### Parts of the exercise
**a.** In the article below on antibiotic resistance research, how many households have Call and his team interviewed so far?
**b.** Continue the article below on antibiotic resistance research from the point where it stops.

### Given text
----------

In some parts of the world, acts as simple as composting can effectively lessen the spread of antibiotic-resistant pathogens, one WSU researcher said.

Douglass Call, a professor and researcher in the Paul G. Allen School of Global Animal Health, specializes in the study of antibiotic resistance, particularly from an ecological standpoint.

According to the Center for Disease Control (CDC), 23,000 people die every year from antibiotic resistant infections in the United States. Call approaches this issue, but addresses it in the developing world.

He is currently in Tanzania studying the impact antibiotic resistance has there, and is starting more work in Kenya.

Part of his research involves studying the connectivity between livestock and people, which allows diseases to spread.

“The healthier you keep people’s livestock has a huge impact on the health of the family,” Call said. “Healthy animals lead to healthy people.”

He said the way people live in America is separate from what they eat. However, he said this is not the case in all parts of the world.

“People are so closely connected to their food and water supplies,” Call said about people of Tanzania. “It’s a daily question for them.”

To understand this relationship, one must understand human behavior, he said. This is part of his work in Tanzania as Call will work with a team and a translator to interview Tanzanian families. So far, he and his team have interviewed about 200 households.

----------

### Listed records
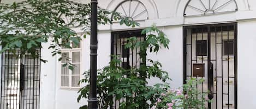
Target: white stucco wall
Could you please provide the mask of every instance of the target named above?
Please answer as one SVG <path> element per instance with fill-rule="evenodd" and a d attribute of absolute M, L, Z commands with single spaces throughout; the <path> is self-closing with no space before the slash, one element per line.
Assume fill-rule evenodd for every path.
<path fill-rule="evenodd" d="M 2 0 L 10 3 L 17 0 Z M 80 0 L 89 3 L 89 0 Z M 109 10 L 114 9 L 121 0 L 99 0 L 99 5 Z M 167 71 L 172 79 L 171 87 L 178 87 L 183 84 L 183 25 L 202 24 L 238 22 L 237 36 L 237 106 L 239 109 L 256 108 L 256 88 L 253 87 L 256 73 L 256 1 L 236 0 L 239 11 L 225 14 L 194 17 L 184 18 L 184 7 L 188 0 L 141 0 L 148 9 L 149 20 L 140 21 L 141 27 L 131 29 L 119 26 L 118 24 L 99 26 L 98 68 L 108 65 L 110 60 L 111 32 L 142 29 L 155 23 L 170 40 L 169 49 L 161 49 L 157 54 L 149 54 L 148 59 L 159 61 L 163 69 Z M 40 108 L 77 109 L 87 104 L 87 100 L 78 103 L 78 89 L 63 89 L 60 85 L 60 65 L 57 57 L 52 57 L 49 43 L 43 44 L 42 58 L 49 61 L 41 64 Z M 82 44 L 82 70 L 90 69 L 90 36 Z M 1 61 L 0 58 L 0 61 Z M 0 65 L 1 65 L 0 62 Z M 1 68 L 0 67 L 0 69 Z M 1 75 L 0 75 L 1 76 Z M 150 85 L 159 82 L 155 79 L 149 80 Z"/>
<path fill-rule="evenodd" d="M 238 22 L 237 106 L 238 108 L 256 108 L 256 20 Z"/>
<path fill-rule="evenodd" d="M 41 58 L 48 61 L 41 62 L 40 108 L 53 108 L 55 105 L 56 87 L 56 57 L 52 57 L 52 50 L 48 49 L 50 43 L 43 43 L 41 50 Z"/>

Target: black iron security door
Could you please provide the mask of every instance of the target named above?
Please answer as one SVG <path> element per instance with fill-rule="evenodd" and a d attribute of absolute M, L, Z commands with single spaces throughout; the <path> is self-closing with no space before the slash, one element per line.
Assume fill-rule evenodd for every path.
<path fill-rule="evenodd" d="M 237 109 L 236 23 L 184 27 L 184 83 L 204 79 L 197 85 L 210 91 L 208 108 Z"/>
<path fill-rule="evenodd" d="M 118 66 L 126 69 L 131 67 L 139 69 L 140 66 L 145 65 L 146 62 L 143 62 L 140 59 L 139 47 L 133 49 L 125 48 L 124 45 L 127 43 L 127 40 L 130 37 L 136 37 L 137 41 L 143 41 L 146 35 L 141 35 L 141 30 L 112 33 L 111 54 L 117 56 L 118 59 L 122 61 L 122 63 Z M 127 75 L 123 78 L 128 77 Z M 127 101 L 126 98 L 122 98 L 120 100 L 115 100 L 114 98 L 114 105 L 110 108 L 118 109 L 120 104 L 126 101 Z"/>
<path fill-rule="evenodd" d="M 20 54 L 2 54 L 0 109 L 39 108 L 40 60 Z"/>

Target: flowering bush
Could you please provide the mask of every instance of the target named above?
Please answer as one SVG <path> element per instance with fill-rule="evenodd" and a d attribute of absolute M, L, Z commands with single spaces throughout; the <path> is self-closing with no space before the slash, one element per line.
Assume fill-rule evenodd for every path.
<path fill-rule="evenodd" d="M 199 92 L 195 87 L 204 80 L 191 78 L 181 88 L 169 89 L 160 94 L 151 109 L 206 108 L 207 93 Z"/>

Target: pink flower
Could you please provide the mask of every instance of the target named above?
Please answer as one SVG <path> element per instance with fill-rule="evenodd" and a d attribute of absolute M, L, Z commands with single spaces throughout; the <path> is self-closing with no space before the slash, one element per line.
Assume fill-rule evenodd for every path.
<path fill-rule="evenodd" d="M 171 103 L 174 104 L 175 103 L 175 101 L 174 100 L 171 100 Z"/>
<path fill-rule="evenodd" d="M 188 95 L 187 94 L 186 94 L 184 95 L 184 97 L 185 97 L 186 99 L 188 99 Z"/>
<path fill-rule="evenodd" d="M 181 92 L 177 92 L 176 94 L 176 95 L 181 95 L 181 94 L 182 94 L 182 93 Z"/>
<path fill-rule="evenodd" d="M 157 102 L 160 102 L 161 101 L 162 101 L 162 100 L 160 99 L 158 99 L 157 100 Z"/>
<path fill-rule="evenodd" d="M 156 106 L 153 106 L 153 107 L 151 107 L 151 109 L 156 109 Z"/>
<path fill-rule="evenodd" d="M 174 105 L 174 104 L 172 104 L 172 103 L 168 103 L 168 104 L 167 104 L 167 106 L 168 106 L 169 107 L 170 107 L 172 106 L 173 105 Z"/>
<path fill-rule="evenodd" d="M 165 94 L 163 93 L 161 94 L 161 96 L 165 96 Z"/>

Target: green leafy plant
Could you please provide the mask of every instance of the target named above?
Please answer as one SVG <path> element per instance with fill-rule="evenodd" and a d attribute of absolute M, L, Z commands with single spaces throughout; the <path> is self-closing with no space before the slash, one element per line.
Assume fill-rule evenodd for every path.
<path fill-rule="evenodd" d="M 206 109 L 208 93 L 201 92 L 197 85 L 201 84 L 203 79 L 192 78 L 180 89 L 169 89 L 161 94 L 151 109 L 198 108 Z"/>
<path fill-rule="evenodd" d="M 146 60 L 146 50 L 153 49 L 151 52 L 157 53 L 161 45 L 168 48 L 170 41 L 166 35 L 156 26 L 147 28 L 141 34 L 147 35 L 144 41 L 138 41 L 135 37 L 130 37 L 125 47 L 132 49 L 139 47 L 140 57 L 147 64 L 142 64 L 139 68 L 132 67 L 125 69 L 118 66 L 122 61 L 117 56 L 112 56 L 109 66 L 99 70 L 97 76 L 97 93 L 99 100 L 99 108 L 112 108 L 115 100 L 125 100 L 120 102 L 119 108 L 148 109 L 151 104 L 148 101 L 153 101 L 156 96 L 169 87 L 168 85 L 156 84 L 154 86 L 147 85 L 147 79 L 152 77 L 159 79 L 163 82 L 170 80 L 167 72 L 161 69 L 162 65 L 158 62 Z M 163 41 L 163 40 L 164 40 Z M 85 73 L 85 79 L 81 83 L 90 82 L 89 72 Z M 88 98 L 90 85 L 82 88 L 79 92 L 79 101 L 82 98 Z M 87 108 L 84 106 L 81 109 Z"/>
<path fill-rule="evenodd" d="M 51 42 L 46 47 L 51 49 L 52 56 L 61 55 L 62 47 L 72 48 L 90 34 L 91 4 L 69 0 L 26 0 L 13 4 L 0 4 L 0 41 L 3 49 L 20 49 L 22 53 L 40 56 L 36 49 L 43 48 L 43 43 Z M 127 26 L 139 24 L 119 13 L 98 8 L 99 24 L 112 23 L 121 20 Z M 123 23 L 120 23 L 122 24 Z M 84 35 L 79 35 L 74 28 L 82 28 Z M 21 54 L 22 55 L 22 54 Z M 58 60 L 61 60 L 62 57 Z M 41 59 L 43 62 L 46 60 Z M 68 62 L 69 59 L 66 59 Z M 72 68 L 70 63 L 67 65 Z"/>

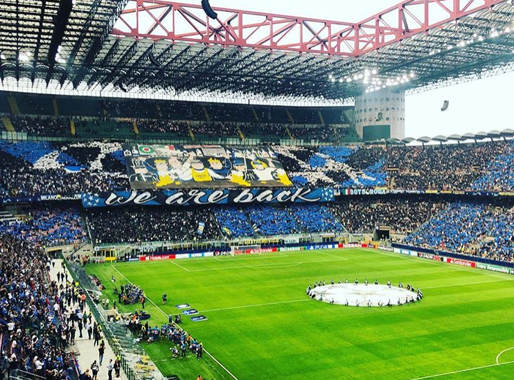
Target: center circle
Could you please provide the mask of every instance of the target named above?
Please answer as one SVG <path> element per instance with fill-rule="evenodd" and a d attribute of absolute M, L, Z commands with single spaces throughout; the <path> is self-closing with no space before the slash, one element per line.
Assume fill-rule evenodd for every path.
<path fill-rule="evenodd" d="M 359 307 L 398 306 L 414 303 L 423 297 L 423 293 L 407 289 L 371 284 L 324 285 L 312 289 L 309 294 L 317 300 Z"/>

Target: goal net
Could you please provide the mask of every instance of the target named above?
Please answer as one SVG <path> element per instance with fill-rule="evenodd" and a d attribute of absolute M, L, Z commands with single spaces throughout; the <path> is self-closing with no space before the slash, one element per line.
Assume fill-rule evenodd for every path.
<path fill-rule="evenodd" d="M 238 255 L 260 255 L 260 245 L 232 246 L 230 247 L 230 251 L 233 256 Z"/>

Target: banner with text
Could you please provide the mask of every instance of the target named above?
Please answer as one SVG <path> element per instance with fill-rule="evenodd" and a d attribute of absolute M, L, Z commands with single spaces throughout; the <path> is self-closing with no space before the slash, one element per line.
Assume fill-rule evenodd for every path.
<path fill-rule="evenodd" d="M 292 186 L 267 147 L 127 144 L 123 155 L 134 190 Z"/>
<path fill-rule="evenodd" d="M 243 189 L 217 190 L 181 190 L 162 191 L 122 191 L 85 194 L 86 208 L 118 206 L 202 206 L 213 204 L 250 204 L 315 203 L 334 201 L 333 189 Z"/>

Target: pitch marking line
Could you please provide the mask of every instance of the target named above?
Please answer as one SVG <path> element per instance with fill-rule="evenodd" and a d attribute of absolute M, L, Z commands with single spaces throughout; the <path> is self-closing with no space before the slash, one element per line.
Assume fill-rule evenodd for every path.
<path fill-rule="evenodd" d="M 331 256 L 333 257 L 336 257 L 340 260 L 341 261 L 348 261 L 350 260 L 346 257 L 342 257 L 341 256 L 336 256 L 335 255 L 330 255 L 330 253 L 325 253 L 324 252 L 319 252 L 319 253 L 321 253 L 321 255 L 325 255 L 326 256 Z"/>
<path fill-rule="evenodd" d="M 434 262 L 432 260 L 423 259 L 421 257 L 418 257 L 417 256 L 407 256 L 406 255 L 400 255 L 398 253 L 389 253 L 387 252 L 381 252 L 380 251 L 380 250 L 375 250 L 375 249 L 371 249 L 371 248 L 362 248 L 362 249 L 366 249 L 366 251 L 373 252 L 378 255 L 383 255 L 384 256 L 389 256 L 390 257 L 400 257 L 402 259 L 414 260 L 417 262 L 425 262 L 427 264 L 435 265 L 439 267 L 442 266 L 443 268 L 448 268 L 448 269 L 453 269 L 454 271 L 459 271 L 461 272 L 466 272 L 468 273 L 474 273 L 476 274 L 482 274 L 488 277 L 495 277 L 497 278 L 504 278 L 504 279 L 506 279 L 507 275 L 506 275 L 505 277 L 504 277 L 500 275 L 493 274 L 493 272 L 486 271 L 485 269 L 479 269 L 477 271 L 477 269 L 475 268 L 467 268 L 464 266 L 459 266 L 459 265 L 449 264 L 445 262 L 443 263 L 441 262 Z"/>
<path fill-rule="evenodd" d="M 501 356 L 502 354 L 504 354 L 507 351 L 511 351 L 512 350 L 514 350 L 514 347 L 511 347 L 511 348 L 507 348 L 506 350 L 504 350 L 503 351 L 502 351 L 502 352 L 500 352 L 499 354 L 498 354 L 498 356 L 496 356 L 496 363 L 498 364 L 498 365 L 499 365 L 499 356 Z M 512 362 L 511 362 L 511 363 L 512 363 Z"/>
<path fill-rule="evenodd" d="M 232 307 L 224 307 L 222 309 L 211 309 L 211 310 L 202 310 L 199 311 L 200 313 L 207 313 L 211 311 L 221 311 L 222 310 L 233 310 L 235 309 L 247 309 L 248 307 L 258 307 L 260 306 L 270 306 L 272 305 L 282 305 L 285 303 L 293 303 L 293 302 L 303 302 L 305 301 L 312 300 L 310 298 L 306 298 L 303 300 L 294 300 L 292 301 L 282 301 L 279 302 L 269 302 L 269 303 L 259 303 L 257 305 L 247 305 L 245 306 L 234 306 Z"/>
<path fill-rule="evenodd" d="M 121 275 L 121 276 L 122 276 L 122 277 L 123 277 L 123 278 L 125 278 L 125 280 L 126 280 L 127 281 L 128 281 L 128 282 L 129 282 L 129 283 L 130 283 L 130 284 L 134 284 L 134 283 L 133 283 L 133 282 L 132 282 L 132 281 L 130 281 L 130 280 L 129 280 L 128 278 L 127 278 L 127 277 L 126 277 L 126 276 L 125 276 L 125 275 L 124 275 L 123 273 L 122 273 L 121 272 L 120 272 L 120 271 L 118 271 L 118 269 L 117 269 L 116 268 L 116 266 L 114 266 L 114 265 L 112 265 L 112 269 L 114 269 L 114 270 L 115 270 L 115 271 L 116 271 L 116 272 L 118 272 L 118 273 L 120 273 L 120 274 Z M 165 312 L 164 312 L 164 311 L 163 311 L 163 309 L 161 309 L 161 308 L 160 308 L 160 307 L 159 307 L 159 306 L 157 306 L 157 305 L 155 305 L 155 302 L 154 302 L 154 301 L 152 301 L 152 300 L 150 300 L 150 298 L 149 298 L 148 297 L 147 297 L 147 298 L 146 298 L 146 299 L 147 299 L 147 300 L 148 300 L 150 301 L 150 303 L 151 303 L 152 305 L 154 305 L 154 307 L 156 307 L 156 308 L 157 309 L 157 310 L 159 310 L 159 311 L 161 311 L 161 313 L 162 313 L 162 314 L 163 314 L 163 315 L 164 315 L 164 316 L 166 316 L 166 318 L 168 318 L 168 317 L 169 316 L 168 316 L 168 314 L 166 314 L 166 313 L 165 313 Z M 179 327 L 179 328 L 180 328 L 180 327 Z M 224 371 L 225 371 L 225 372 L 226 372 L 227 373 L 228 373 L 228 374 L 229 374 L 229 375 L 231 376 L 231 377 L 232 377 L 232 379 L 233 379 L 234 380 L 239 380 L 239 379 L 238 379 L 237 377 L 236 377 L 236 376 L 234 376 L 234 374 L 233 374 L 232 372 L 230 372 L 230 371 L 229 371 L 229 370 L 228 370 L 228 369 L 227 368 L 227 367 L 225 367 L 225 366 L 224 366 L 224 365 L 222 365 L 222 364 L 221 363 L 220 363 L 220 361 L 218 361 L 218 359 L 217 359 L 216 358 L 215 358 L 214 356 L 212 356 L 212 355 L 211 355 L 211 354 L 210 354 L 210 353 L 209 353 L 209 352 L 208 352 L 208 351 L 207 351 L 206 350 L 204 349 L 204 352 L 205 352 L 206 354 L 207 354 L 207 355 L 209 355 L 209 357 L 210 357 L 210 358 L 211 358 L 211 359 L 213 359 L 213 361 L 215 361 L 215 363 L 217 363 L 217 364 L 218 364 L 218 365 L 220 365 L 220 367 L 221 367 L 222 368 L 223 368 L 223 370 L 224 370 Z"/>
<path fill-rule="evenodd" d="M 183 268 L 181 266 L 181 268 L 182 268 L 182 269 L 187 271 L 188 272 L 210 272 L 213 271 L 228 271 L 229 269 L 242 269 L 245 268 L 246 268 L 247 269 L 258 269 L 259 268 L 267 268 L 269 269 L 274 269 L 275 268 L 276 269 L 290 268 L 291 266 L 298 266 L 299 265 L 301 265 L 302 264 L 304 264 L 304 263 L 293 262 L 290 264 L 267 264 L 265 265 L 254 265 L 254 266 L 242 265 L 242 266 L 229 266 L 227 268 L 211 268 L 209 269 L 195 269 L 193 271 L 186 269 L 186 268 Z M 175 264 L 175 265 L 178 265 L 178 264 Z"/>
<path fill-rule="evenodd" d="M 462 372 L 469 372 L 471 371 L 475 371 L 477 370 L 481 370 L 483 368 L 490 368 L 491 367 L 498 367 L 499 365 L 506 365 L 507 364 L 513 364 L 513 363 L 514 363 L 514 361 L 507 361 L 506 363 L 502 363 L 501 364 L 490 364 L 489 365 L 482 365 L 481 367 L 475 367 L 474 368 L 468 368 L 466 370 L 461 370 L 459 371 L 453 371 L 451 372 L 446 372 L 446 373 L 439 373 L 437 374 L 425 376 L 424 377 L 416 377 L 416 379 L 411 379 L 410 380 L 423 380 L 424 379 L 434 379 L 434 377 L 441 377 L 441 376 L 447 376 L 448 374 L 454 374 L 456 373 L 462 373 Z"/>

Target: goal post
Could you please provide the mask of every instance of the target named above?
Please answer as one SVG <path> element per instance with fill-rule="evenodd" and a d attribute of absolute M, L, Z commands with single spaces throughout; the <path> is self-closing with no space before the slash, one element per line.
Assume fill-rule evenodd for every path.
<path fill-rule="evenodd" d="M 231 246 L 230 253 L 232 256 L 240 255 L 260 255 L 260 244 L 251 246 Z"/>

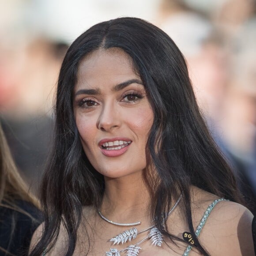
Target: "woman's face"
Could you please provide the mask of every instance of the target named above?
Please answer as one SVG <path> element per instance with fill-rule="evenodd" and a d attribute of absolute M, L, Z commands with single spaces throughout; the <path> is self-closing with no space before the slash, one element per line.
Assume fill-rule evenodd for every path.
<path fill-rule="evenodd" d="M 88 55 L 74 92 L 76 125 L 94 168 L 112 178 L 144 169 L 153 113 L 129 56 L 117 48 Z"/>

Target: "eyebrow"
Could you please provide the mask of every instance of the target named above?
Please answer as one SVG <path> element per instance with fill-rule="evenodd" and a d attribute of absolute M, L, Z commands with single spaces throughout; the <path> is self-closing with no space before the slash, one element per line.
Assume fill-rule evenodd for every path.
<path fill-rule="evenodd" d="M 142 82 L 140 80 L 138 79 L 131 79 L 130 80 L 128 80 L 125 82 L 124 82 L 120 83 L 119 83 L 117 85 L 115 86 L 112 89 L 112 90 L 114 92 L 119 91 L 125 88 L 128 85 L 132 84 L 132 83 L 138 83 L 139 84 L 141 84 L 143 85 Z M 82 90 L 79 90 L 77 91 L 75 96 L 77 96 L 78 95 L 87 94 L 89 95 L 96 95 L 101 94 L 101 90 L 98 88 L 96 89 L 83 89 Z"/>

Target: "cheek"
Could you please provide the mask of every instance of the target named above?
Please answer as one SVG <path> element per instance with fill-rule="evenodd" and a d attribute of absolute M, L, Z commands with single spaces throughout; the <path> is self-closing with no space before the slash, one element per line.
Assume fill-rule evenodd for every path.
<path fill-rule="evenodd" d="M 140 135 L 147 136 L 152 127 L 153 114 L 151 109 L 141 108 L 126 115 L 126 121 L 135 131 Z"/>
<path fill-rule="evenodd" d="M 91 118 L 80 115 L 76 117 L 75 122 L 83 146 L 91 144 L 96 132 L 96 123 Z"/>

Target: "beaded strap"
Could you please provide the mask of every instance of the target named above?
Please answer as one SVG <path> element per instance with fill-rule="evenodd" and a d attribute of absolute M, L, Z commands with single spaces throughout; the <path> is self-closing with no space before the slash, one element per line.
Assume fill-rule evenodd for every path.
<path fill-rule="evenodd" d="M 196 233 L 196 236 L 197 237 L 201 233 L 201 231 L 202 230 L 202 229 L 203 227 L 204 226 L 206 220 L 207 218 L 209 217 L 209 215 L 211 213 L 211 212 L 212 211 L 212 209 L 219 202 L 221 202 L 221 201 L 229 201 L 229 200 L 227 200 L 226 199 L 224 199 L 224 198 L 219 198 L 218 199 L 216 199 L 215 201 L 214 201 L 207 208 L 207 210 L 204 212 L 204 214 L 201 220 L 201 222 L 200 222 L 200 224 L 198 225 L 197 227 L 196 228 L 196 230 L 195 232 Z M 188 256 L 189 254 L 189 252 L 192 248 L 192 246 L 191 245 L 188 245 L 185 252 L 184 252 L 184 253 L 183 253 L 183 256 Z"/>

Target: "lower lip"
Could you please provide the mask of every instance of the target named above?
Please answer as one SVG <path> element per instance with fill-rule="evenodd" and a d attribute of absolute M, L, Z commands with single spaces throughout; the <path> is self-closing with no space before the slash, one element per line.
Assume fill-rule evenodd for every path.
<path fill-rule="evenodd" d="M 119 156 L 125 153 L 128 149 L 128 147 L 131 144 L 129 144 L 128 146 L 123 147 L 120 149 L 114 149 L 113 150 L 107 150 L 104 148 L 101 148 L 101 150 L 103 154 L 106 156 L 110 157 L 114 157 L 116 156 Z"/>

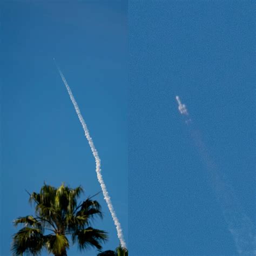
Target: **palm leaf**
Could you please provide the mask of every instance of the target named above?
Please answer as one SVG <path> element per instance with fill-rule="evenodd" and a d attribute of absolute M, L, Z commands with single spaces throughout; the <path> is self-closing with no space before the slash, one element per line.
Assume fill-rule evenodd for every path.
<path fill-rule="evenodd" d="M 15 255 L 24 253 L 39 255 L 44 245 L 43 233 L 38 228 L 23 227 L 12 238 L 11 251 Z"/>
<path fill-rule="evenodd" d="M 84 230 L 78 230 L 72 235 L 73 242 L 78 242 L 78 247 L 82 251 L 89 247 L 95 247 L 98 250 L 102 248 L 100 243 L 107 239 L 106 232 L 96 230 L 91 227 Z"/>
<path fill-rule="evenodd" d="M 45 246 L 50 253 L 56 256 L 66 255 L 66 248 L 69 247 L 69 241 L 65 235 L 56 234 L 45 236 Z"/>

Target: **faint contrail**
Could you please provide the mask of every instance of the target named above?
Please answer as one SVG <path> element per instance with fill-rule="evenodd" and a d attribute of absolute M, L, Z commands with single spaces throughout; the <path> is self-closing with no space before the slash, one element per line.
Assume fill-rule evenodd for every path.
<path fill-rule="evenodd" d="M 189 116 L 186 106 L 181 104 L 179 96 L 176 96 L 176 99 L 180 113 Z M 186 123 L 188 124 L 187 122 Z M 255 256 L 256 230 L 253 223 L 242 210 L 233 188 L 221 175 L 210 157 L 200 132 L 194 129 L 192 129 L 191 132 L 199 156 L 206 166 L 213 190 L 222 206 L 224 218 L 233 236 L 238 253 L 241 255 Z"/>
<path fill-rule="evenodd" d="M 78 105 L 77 105 L 77 103 L 76 103 L 76 100 L 75 99 L 75 98 L 73 96 L 71 90 L 69 86 L 69 85 L 68 84 L 68 83 L 66 81 L 66 79 L 65 79 L 64 75 L 61 71 L 60 69 L 57 65 L 57 63 L 55 62 L 55 59 L 53 58 L 53 60 L 55 61 L 57 69 L 59 71 L 59 75 L 60 75 L 62 80 L 63 81 L 63 83 L 65 84 L 65 86 L 66 86 L 71 102 L 73 103 L 73 105 L 74 105 L 76 112 L 77 112 L 77 116 L 78 116 L 78 118 L 82 124 L 83 129 L 84 129 L 85 137 L 86 137 L 87 140 L 88 140 L 90 146 L 91 147 L 91 151 L 92 151 L 92 154 L 93 154 L 93 157 L 95 158 L 95 162 L 96 163 L 96 173 L 97 177 L 98 178 L 98 180 L 102 187 L 102 192 L 103 192 L 103 195 L 104 196 L 104 199 L 105 200 L 107 203 L 107 207 L 109 207 L 109 211 L 111 213 L 112 218 L 113 219 L 113 220 L 114 221 L 114 223 L 117 231 L 117 236 L 118 237 L 118 239 L 119 239 L 121 246 L 124 248 L 126 248 L 126 245 L 125 244 L 125 241 L 124 240 L 124 237 L 123 235 L 121 224 L 120 224 L 120 222 L 118 220 L 118 219 L 116 214 L 116 212 L 114 211 L 114 207 L 113 207 L 113 205 L 112 204 L 112 202 L 110 199 L 110 197 L 109 195 L 109 193 L 106 189 L 106 185 L 105 185 L 105 183 L 103 180 L 103 178 L 101 173 L 102 170 L 100 169 L 100 159 L 99 158 L 99 155 L 98 154 L 98 151 L 95 148 L 95 146 L 94 145 L 92 139 L 90 136 L 89 131 L 88 130 L 88 128 L 87 127 L 87 125 L 85 122 L 84 122 L 84 118 L 83 118 L 81 112 L 80 112 L 80 109 L 78 107 Z"/>

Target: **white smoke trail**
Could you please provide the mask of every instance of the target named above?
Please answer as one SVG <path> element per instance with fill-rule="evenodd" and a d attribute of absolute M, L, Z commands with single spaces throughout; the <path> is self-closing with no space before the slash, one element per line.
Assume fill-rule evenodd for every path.
<path fill-rule="evenodd" d="M 188 116 L 188 112 L 187 112 L 187 110 L 186 107 L 186 105 L 183 104 L 181 103 L 179 96 L 176 96 L 176 100 L 178 102 L 178 104 L 179 104 L 178 109 L 180 113 L 181 114 L 186 114 Z"/>
<path fill-rule="evenodd" d="M 180 113 L 189 116 L 186 106 L 181 103 L 179 96 L 176 96 L 176 100 Z M 188 124 L 187 121 L 186 123 Z M 238 253 L 241 255 L 255 256 L 256 228 L 254 224 L 244 213 L 232 186 L 219 172 L 214 161 L 210 157 L 200 132 L 192 129 L 191 136 L 200 157 L 206 165 L 213 190 L 223 208 L 224 218 Z"/>
<path fill-rule="evenodd" d="M 53 59 L 53 60 L 55 62 L 55 59 Z M 73 94 L 72 93 L 71 90 L 69 86 L 69 85 L 68 84 L 68 83 L 66 81 L 66 79 L 65 79 L 65 77 L 62 72 L 61 71 L 60 69 L 58 66 L 56 62 L 55 62 L 55 64 L 56 64 L 57 68 L 58 69 L 58 71 L 59 71 L 59 75 L 60 75 L 62 80 L 63 81 L 63 83 L 64 83 L 65 86 L 66 86 L 66 88 L 68 90 L 69 96 L 70 97 L 70 99 L 71 100 L 72 103 L 73 103 L 73 105 L 74 105 L 75 109 L 76 110 L 76 112 L 77 112 L 77 116 L 78 116 L 78 118 L 82 124 L 83 129 L 84 129 L 85 137 L 86 137 L 87 140 L 88 140 L 88 143 L 89 144 L 90 146 L 91 147 L 91 151 L 92 151 L 92 154 L 93 155 L 94 158 L 95 158 L 95 162 L 96 163 L 96 171 L 97 173 L 97 177 L 98 178 L 98 180 L 102 187 L 102 192 L 103 193 L 103 195 L 104 197 L 104 199 L 107 203 L 107 207 L 109 207 L 109 211 L 110 211 L 110 213 L 111 214 L 112 218 L 113 219 L 113 220 L 114 221 L 114 225 L 116 226 L 116 228 L 117 231 L 117 236 L 120 241 L 120 244 L 121 244 L 121 246 L 122 247 L 122 248 L 126 248 L 126 245 L 125 244 L 125 241 L 124 240 L 124 237 L 123 235 L 123 231 L 121 228 L 121 224 L 120 224 L 120 222 L 118 220 L 118 219 L 116 214 L 116 212 L 114 211 L 114 208 L 113 207 L 113 205 L 112 204 L 112 202 L 110 199 L 110 197 L 109 195 L 109 193 L 106 189 L 106 185 L 105 185 L 104 181 L 103 180 L 103 178 L 101 174 L 102 170 L 100 169 L 100 159 L 99 158 L 99 155 L 98 154 L 98 151 L 95 148 L 95 146 L 94 145 L 92 139 L 91 138 L 90 136 L 89 131 L 88 130 L 88 128 L 87 127 L 87 125 L 84 120 L 84 118 L 83 118 L 81 112 L 80 112 L 80 110 L 78 107 L 78 105 L 77 105 L 77 103 L 76 102 L 76 100 L 75 99 L 74 97 L 73 96 Z"/>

----------

### Responses to the tasks
**a.** About 200 households.

**b.**
He described the population he worked with as nice, generous and very curious. He said they often get a reverse interview where the people question them.

During the interviews, he inquires about their recent health and tries to understand how they make decisions regarding health. He asks whether they prefer taking antibiotics or using indigenous healing methods when they are ill.

Antibiotic resistance is by no means a problem contained to places where animals and humans live in close quarters with each other, he said. The problems can spread quickly through food and people.

People give antibiotics to their farm animals for several reasons, he said. One, called a prophylactic, is giving an animal antibiotic in anticipation of disease. Another reason is a therapeutic use to treat disease. A third and more controversial reason is for use as a growth promoter. Drugs in the food supply seem to cause animals to grow better, at least on a poorly run farm, Call said.

When an animal is given antibiotics, the animal excretes them into the soil, which then becomes part of the problem as pathogens in the soil can form resistances.

“The contamination of water and soil with active metabolites of antibiotics excreted in the urine of treated individuals, humans and livestock creates a previously unrecognized reservoir for resistance,” Guy Palmer, director of the Paul G. Allen Center, said.

Call said unnecessary use of antibiotics can amplify the resistant population, but there are many other factors involved. For this reason, he works with people in fields as diverse as computer science and anthropology.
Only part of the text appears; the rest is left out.